*QUELLE*:
-*-*-

Von anderen Händlern kenne ich es so, dass das Geld nach der Vorbestellung einkassiert wird. Insofern klingt das erstmal nicht so dramatisch. Natürlich war es vorher schöner. Ich habe auch schon Spiele vorbestellt mit dem Hintergedanken dass es ja eh erst vor Release abgebucht wird und ich ja nochmal einfach stornieren kann (letzteres wird immer noch gehen).
Und wenn da rechtlich was im Argen ist, dann werden die sehr schnell eine Verbraucherzentrale am Ar... Popo haben.


----------



## Leuenzahn (30. Mai 2019)

Mußt ja bei Amazon nichts vorbestellen, kann Dich keiner dazu zwingen.


----------



## lumigla (30. Mai 2019)

Dieses Gebaren ist absolut unüblich. Ich arbeite als Außendienst im industriellen Großhandel. Eine Faktura geschieht bei uns erst, wenn der Warenausgang gebucht ist, die Ware also buchhalterisch unser Haus verlassen hat. So kenne ich das auch von den Mitbewerbern, bei denen ich vorher war. 

Wenn Amazon jetzt so vorgeht, tätige ich dort keine Vorbestellungen mehr. Amazon soll mal nicht so tun, als hätten sie auf irgendwas ein Monopol, sodass sie die Bedingungen diktieren könnten. Ich bin ohnehin schon dazu übergegangen, wieder Käufe zu streuen. Mir war das zuviel, was wir bei Amazon bestellt haben.


----------



## Herbboy (30. Mai 2019)

BlauerGrobi schrieb:


> Sie scheinen von Buchhaltung ja mal so gar keine Ahnung zu haben. Die Umsatzsteuer bekommen Sie von dem Kunden bei Zahlung. Geltend wird da nichts gemacht sondern Sie müssen die Vorsteuer die die Ware kostet an das Finanzamt bezahlen. Da die Ware aber noch gar nicht existent ist, zahlen Sie auch nichts sondern haben die Ust bereits Tage oder auch Monate zu freien Verfügung bis sie Sie ans Finanzamt abführen müssen. Also können Sie mit dem Geld frei arbeiten auf Kosten der Steuern und der Kunden. Ich bin mir sicher da summiert sich bei so einem großen Konzern. Wenn Ihnen das egal ist finde ich das schon sehr traurig. Denn ist ist ganz einfach Beschiss.

-*-*-

*AUFGABE*:
Schreib die Forumsdiskussion über Amazons Abbuchung bei Vorbestellungen weiter und fang direkt nach ihrem letzten Satz an.

-*-*-

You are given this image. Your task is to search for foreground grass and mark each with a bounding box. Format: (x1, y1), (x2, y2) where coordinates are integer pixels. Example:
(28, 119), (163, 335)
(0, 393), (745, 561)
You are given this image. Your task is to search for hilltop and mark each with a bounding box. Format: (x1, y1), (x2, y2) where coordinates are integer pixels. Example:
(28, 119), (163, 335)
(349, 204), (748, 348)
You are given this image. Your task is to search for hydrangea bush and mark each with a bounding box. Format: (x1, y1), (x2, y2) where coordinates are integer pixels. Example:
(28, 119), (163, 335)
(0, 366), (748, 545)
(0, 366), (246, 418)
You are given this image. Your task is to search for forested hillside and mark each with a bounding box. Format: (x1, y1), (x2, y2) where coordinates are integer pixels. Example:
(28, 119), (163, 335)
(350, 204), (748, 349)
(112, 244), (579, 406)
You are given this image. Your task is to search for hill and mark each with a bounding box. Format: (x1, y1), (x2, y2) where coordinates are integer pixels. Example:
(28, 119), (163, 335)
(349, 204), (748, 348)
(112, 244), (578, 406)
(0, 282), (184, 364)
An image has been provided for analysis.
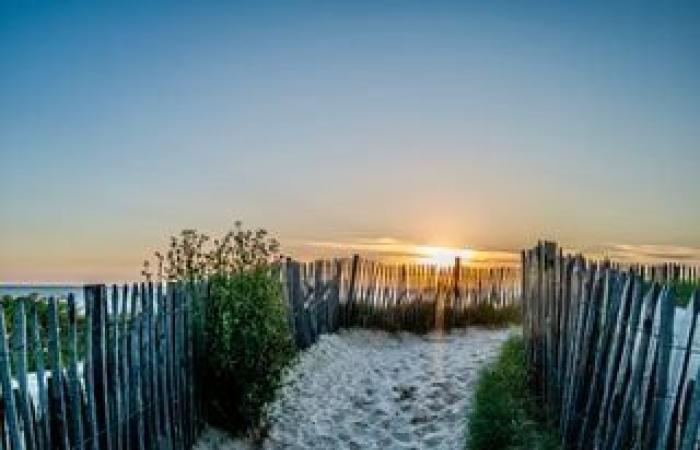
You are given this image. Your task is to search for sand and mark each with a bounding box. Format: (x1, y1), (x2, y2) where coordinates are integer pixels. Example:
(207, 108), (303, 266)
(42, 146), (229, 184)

-*-*-

*ERWARTETE ANTWORT*:
 Erstens: an sich Duzt man sich hier 

Zweitens: Buchhaltung ist bei mir in der Tat schon was länger her, aber Du hast ja selbst geschrieben "_Desweiteren bekommt Amazon die Umsatzsteuer, obwohl noch keine Vorsteuer fällig ist. _" - daraus schloss ist, dass Amazon die Steuer eben erst beim endgültigen Abschließen des Kaufvertrags und somit rechtsgültigen Verkauf durch den Versand beim Finanzamt "einfordern" kann. Aber was stimmt denn nun? Denn jetzt eben schreibst du wiederum "_Geltend wird da nichts gemacht sondern Sie müssen die Vorsteuer die die Ware kostet an das Finanzamt bezahlen_" - was denn nun? Die beiden Aussagen "noch keine Vorsteuer fällig" und "müssen die Vorsteuer zahlen" scheinen sich zu widersprechen... ^^ 

Drittens: Bitte mal ein wenig logisches Denken nutzen, bevor Vorwürfe kommen, mir sei es "egal". Wie kann mir denn bitte etwas egal sein, das aus meiner Sicht gar nicht stattfindet? ^^  Denn ich dachte ja, wie mein voriger comment unschwer erkennen lässt, dass die USt erst nach erfolgtem Kaufvertrag fällig wird. Wenn es stimmt, dass Amazon die Ust schon vorher geltend machen kann, ist mit das nämlich nicht egal - das kannst du aber nicht wissen, denn dazu habe ich auch an keiner Stelle nicht mal ansatzweise geschrieben, da ich eben davon ausging, dass Amazon die Steuer erst nach Versand mit dem Finanzamt abrechnen kann.




> Früher hat man vom Lieferanten Skonto bekommen wenn man vor dem Zahlungsziel bezahlt hat. Diesmal bezahlt man, bevor man überhaupt die Leistung erhalten hat. Ob das überhaupt gesetzlich korrekt ist, weiss ich nicht, Aber bei Amazon schein sowas ja scheinbar eh niemanden wirklich wichtig zu sein.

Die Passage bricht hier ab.